## RECORDS FOR THIS TASK:
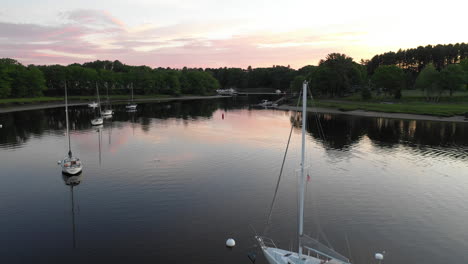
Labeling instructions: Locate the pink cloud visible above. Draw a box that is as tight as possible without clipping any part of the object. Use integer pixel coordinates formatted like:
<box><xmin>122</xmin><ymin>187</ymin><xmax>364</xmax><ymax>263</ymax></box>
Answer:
<box><xmin>0</xmin><ymin>10</ymin><xmax>361</xmax><ymax>68</ymax></box>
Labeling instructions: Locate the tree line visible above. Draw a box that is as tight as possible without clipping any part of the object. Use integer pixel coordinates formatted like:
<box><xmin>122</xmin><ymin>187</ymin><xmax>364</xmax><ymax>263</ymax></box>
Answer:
<box><xmin>0</xmin><ymin>59</ymin><xmax>220</xmax><ymax>98</ymax></box>
<box><xmin>0</xmin><ymin>43</ymin><xmax>468</xmax><ymax>101</ymax></box>
<box><xmin>362</xmin><ymin>43</ymin><xmax>468</xmax><ymax>75</ymax></box>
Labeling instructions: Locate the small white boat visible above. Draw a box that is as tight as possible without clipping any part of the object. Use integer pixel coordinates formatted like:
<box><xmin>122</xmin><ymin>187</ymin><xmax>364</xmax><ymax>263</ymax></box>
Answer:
<box><xmin>88</xmin><ymin>102</ymin><xmax>98</xmax><ymax>108</ymax></box>
<box><xmin>102</xmin><ymin>83</ymin><xmax>114</xmax><ymax>118</ymax></box>
<box><xmin>216</xmin><ymin>88</ymin><xmax>237</xmax><ymax>95</ymax></box>
<box><xmin>125</xmin><ymin>104</ymin><xmax>137</xmax><ymax>110</ymax></box>
<box><xmin>61</xmin><ymin>156</ymin><xmax>83</xmax><ymax>175</ymax></box>
<box><xmin>259</xmin><ymin>100</ymin><xmax>273</xmax><ymax>107</ymax></box>
<box><xmin>59</xmin><ymin>82</ymin><xmax>83</xmax><ymax>175</ymax></box>
<box><xmin>125</xmin><ymin>83</ymin><xmax>137</xmax><ymax>110</ymax></box>
<box><xmin>255</xmin><ymin>81</ymin><xmax>350</xmax><ymax>264</ymax></box>
<box><xmin>91</xmin><ymin>117</ymin><xmax>104</xmax><ymax>126</ymax></box>
<box><xmin>102</xmin><ymin>109</ymin><xmax>114</xmax><ymax>117</ymax></box>
<box><xmin>91</xmin><ymin>83</ymin><xmax>104</xmax><ymax>126</ymax></box>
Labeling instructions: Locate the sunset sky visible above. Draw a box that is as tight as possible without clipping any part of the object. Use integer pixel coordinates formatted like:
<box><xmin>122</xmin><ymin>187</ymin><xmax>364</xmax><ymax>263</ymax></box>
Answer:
<box><xmin>0</xmin><ymin>0</ymin><xmax>468</xmax><ymax>69</ymax></box>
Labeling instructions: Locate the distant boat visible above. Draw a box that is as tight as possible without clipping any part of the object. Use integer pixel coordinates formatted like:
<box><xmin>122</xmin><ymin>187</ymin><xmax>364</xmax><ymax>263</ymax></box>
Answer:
<box><xmin>102</xmin><ymin>83</ymin><xmax>114</xmax><ymax>117</ymax></box>
<box><xmin>255</xmin><ymin>82</ymin><xmax>350</xmax><ymax>264</ymax></box>
<box><xmin>216</xmin><ymin>88</ymin><xmax>237</xmax><ymax>95</ymax></box>
<box><xmin>91</xmin><ymin>82</ymin><xmax>104</xmax><ymax>126</ymax></box>
<box><xmin>125</xmin><ymin>83</ymin><xmax>137</xmax><ymax>110</ymax></box>
<box><xmin>59</xmin><ymin>82</ymin><xmax>83</xmax><ymax>175</ymax></box>
<box><xmin>88</xmin><ymin>102</ymin><xmax>98</xmax><ymax>108</ymax></box>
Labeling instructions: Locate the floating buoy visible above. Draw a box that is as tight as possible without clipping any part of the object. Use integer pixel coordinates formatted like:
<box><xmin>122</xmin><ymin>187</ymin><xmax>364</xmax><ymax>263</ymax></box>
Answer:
<box><xmin>247</xmin><ymin>252</ymin><xmax>257</xmax><ymax>263</ymax></box>
<box><xmin>226</xmin><ymin>238</ymin><xmax>236</xmax><ymax>247</ymax></box>
<box><xmin>375</xmin><ymin>253</ymin><xmax>383</xmax><ymax>260</ymax></box>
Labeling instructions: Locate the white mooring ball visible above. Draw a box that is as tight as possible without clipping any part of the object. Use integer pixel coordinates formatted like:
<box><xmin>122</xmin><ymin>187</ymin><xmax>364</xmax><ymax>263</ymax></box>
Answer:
<box><xmin>226</xmin><ymin>238</ymin><xmax>236</xmax><ymax>247</ymax></box>
<box><xmin>375</xmin><ymin>253</ymin><xmax>383</xmax><ymax>260</ymax></box>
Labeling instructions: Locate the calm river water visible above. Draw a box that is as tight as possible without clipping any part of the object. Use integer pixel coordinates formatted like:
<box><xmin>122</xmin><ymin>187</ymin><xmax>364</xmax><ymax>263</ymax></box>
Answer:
<box><xmin>0</xmin><ymin>98</ymin><xmax>468</xmax><ymax>264</ymax></box>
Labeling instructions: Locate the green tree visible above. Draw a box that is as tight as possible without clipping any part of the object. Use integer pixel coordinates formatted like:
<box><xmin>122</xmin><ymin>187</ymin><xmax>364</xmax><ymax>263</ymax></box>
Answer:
<box><xmin>416</xmin><ymin>63</ymin><xmax>442</xmax><ymax>101</ymax></box>
<box><xmin>460</xmin><ymin>59</ymin><xmax>468</xmax><ymax>88</ymax></box>
<box><xmin>26</xmin><ymin>65</ymin><xmax>47</xmax><ymax>97</ymax></box>
<box><xmin>0</xmin><ymin>64</ymin><xmax>12</xmax><ymax>98</ymax></box>
<box><xmin>439</xmin><ymin>64</ymin><xmax>465</xmax><ymax>96</ymax></box>
<box><xmin>310</xmin><ymin>53</ymin><xmax>363</xmax><ymax>97</ymax></box>
<box><xmin>289</xmin><ymin>75</ymin><xmax>306</xmax><ymax>93</ymax></box>
<box><xmin>372</xmin><ymin>65</ymin><xmax>405</xmax><ymax>99</ymax></box>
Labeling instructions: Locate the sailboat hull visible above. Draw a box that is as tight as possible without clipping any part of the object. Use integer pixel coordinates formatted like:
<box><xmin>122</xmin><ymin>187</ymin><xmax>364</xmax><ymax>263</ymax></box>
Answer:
<box><xmin>102</xmin><ymin>110</ymin><xmax>114</xmax><ymax>116</ymax></box>
<box><xmin>91</xmin><ymin>118</ymin><xmax>104</xmax><ymax>126</ymax></box>
<box><xmin>62</xmin><ymin>167</ymin><xmax>83</xmax><ymax>175</ymax></box>
<box><xmin>60</xmin><ymin>157</ymin><xmax>83</xmax><ymax>175</ymax></box>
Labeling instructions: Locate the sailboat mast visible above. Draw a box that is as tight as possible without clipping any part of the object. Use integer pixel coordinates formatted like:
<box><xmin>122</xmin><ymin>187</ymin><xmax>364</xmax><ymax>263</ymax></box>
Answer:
<box><xmin>106</xmin><ymin>82</ymin><xmax>109</xmax><ymax>109</ymax></box>
<box><xmin>96</xmin><ymin>82</ymin><xmax>102</xmax><ymax>116</ymax></box>
<box><xmin>70</xmin><ymin>184</ymin><xmax>76</xmax><ymax>248</ymax></box>
<box><xmin>297</xmin><ymin>81</ymin><xmax>307</xmax><ymax>257</ymax></box>
<box><xmin>65</xmin><ymin>81</ymin><xmax>72</xmax><ymax>158</ymax></box>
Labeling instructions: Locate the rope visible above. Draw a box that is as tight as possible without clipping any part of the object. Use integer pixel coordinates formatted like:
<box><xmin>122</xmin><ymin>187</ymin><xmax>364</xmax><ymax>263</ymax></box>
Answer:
<box><xmin>263</xmin><ymin>92</ymin><xmax>302</xmax><ymax>235</ymax></box>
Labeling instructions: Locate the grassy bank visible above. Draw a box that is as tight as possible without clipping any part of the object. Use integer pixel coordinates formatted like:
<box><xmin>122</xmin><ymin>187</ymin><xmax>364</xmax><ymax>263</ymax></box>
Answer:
<box><xmin>309</xmin><ymin>101</ymin><xmax>468</xmax><ymax>116</ymax></box>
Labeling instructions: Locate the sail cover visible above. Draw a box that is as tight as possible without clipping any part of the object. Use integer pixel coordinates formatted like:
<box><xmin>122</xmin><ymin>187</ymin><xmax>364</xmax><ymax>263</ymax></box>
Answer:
<box><xmin>301</xmin><ymin>235</ymin><xmax>350</xmax><ymax>264</ymax></box>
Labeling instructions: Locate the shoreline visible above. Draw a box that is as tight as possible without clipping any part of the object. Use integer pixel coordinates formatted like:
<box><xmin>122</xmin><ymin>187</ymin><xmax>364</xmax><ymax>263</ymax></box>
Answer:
<box><xmin>0</xmin><ymin>95</ymin><xmax>229</xmax><ymax>114</ymax></box>
<box><xmin>276</xmin><ymin>105</ymin><xmax>468</xmax><ymax>123</ymax></box>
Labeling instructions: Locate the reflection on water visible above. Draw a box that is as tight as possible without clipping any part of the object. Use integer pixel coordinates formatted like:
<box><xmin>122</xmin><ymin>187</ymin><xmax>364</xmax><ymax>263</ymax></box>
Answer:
<box><xmin>0</xmin><ymin>97</ymin><xmax>468</xmax><ymax>264</ymax></box>
<box><xmin>290</xmin><ymin>113</ymin><xmax>468</xmax><ymax>158</ymax></box>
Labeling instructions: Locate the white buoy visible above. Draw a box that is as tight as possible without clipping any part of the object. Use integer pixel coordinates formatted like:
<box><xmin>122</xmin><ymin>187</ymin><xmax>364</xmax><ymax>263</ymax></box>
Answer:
<box><xmin>226</xmin><ymin>238</ymin><xmax>236</xmax><ymax>247</ymax></box>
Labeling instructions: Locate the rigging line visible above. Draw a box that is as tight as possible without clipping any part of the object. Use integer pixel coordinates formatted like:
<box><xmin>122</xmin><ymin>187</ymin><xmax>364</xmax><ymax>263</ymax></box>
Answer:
<box><xmin>263</xmin><ymin>92</ymin><xmax>302</xmax><ymax>235</ymax></box>
<box><xmin>345</xmin><ymin>234</ymin><xmax>354</xmax><ymax>263</ymax></box>
<box><xmin>307</xmin><ymin>87</ymin><xmax>325</xmax><ymax>140</ymax></box>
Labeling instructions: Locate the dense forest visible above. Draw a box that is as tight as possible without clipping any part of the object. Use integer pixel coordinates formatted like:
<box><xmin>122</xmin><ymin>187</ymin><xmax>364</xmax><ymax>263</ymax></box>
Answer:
<box><xmin>0</xmin><ymin>43</ymin><xmax>468</xmax><ymax>101</ymax></box>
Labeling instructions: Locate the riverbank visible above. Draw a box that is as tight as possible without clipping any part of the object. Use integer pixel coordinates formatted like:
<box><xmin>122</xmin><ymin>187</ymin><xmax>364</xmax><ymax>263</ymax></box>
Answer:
<box><xmin>0</xmin><ymin>95</ymin><xmax>227</xmax><ymax>114</ymax></box>
<box><xmin>277</xmin><ymin>105</ymin><xmax>468</xmax><ymax>123</ymax></box>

## EXERCISE OBJECTIVE:
Please give every line starting at the one that contains "Labeling instructions: Locate the dense" and ending at the last line of the entries as a JSON list of strings, one string per line, with blank lines left out.

## TASK ANSWER:
[
  "Labeling instructions: Locate the dense forest visible above. Draw a box that is as tight as possible without clipping any part of the object. Use integer pixel coordinates formatted like:",
  "<box><xmin>122</xmin><ymin>187</ymin><xmax>364</xmax><ymax>263</ymax></box>",
  "Answer:",
  "<box><xmin>0</xmin><ymin>43</ymin><xmax>468</xmax><ymax>101</ymax></box>",
  "Labeling instructions: Locate the riverbank visible above. Draw a box that is as tight as possible without clipping any part of the object. Use integer pixel coordinates formatted like:",
  "<box><xmin>122</xmin><ymin>187</ymin><xmax>364</xmax><ymax>263</ymax></box>",
  "Answer:",
  "<box><xmin>0</xmin><ymin>95</ymin><xmax>227</xmax><ymax>114</ymax></box>",
  "<box><xmin>277</xmin><ymin>105</ymin><xmax>468</xmax><ymax>123</ymax></box>"
]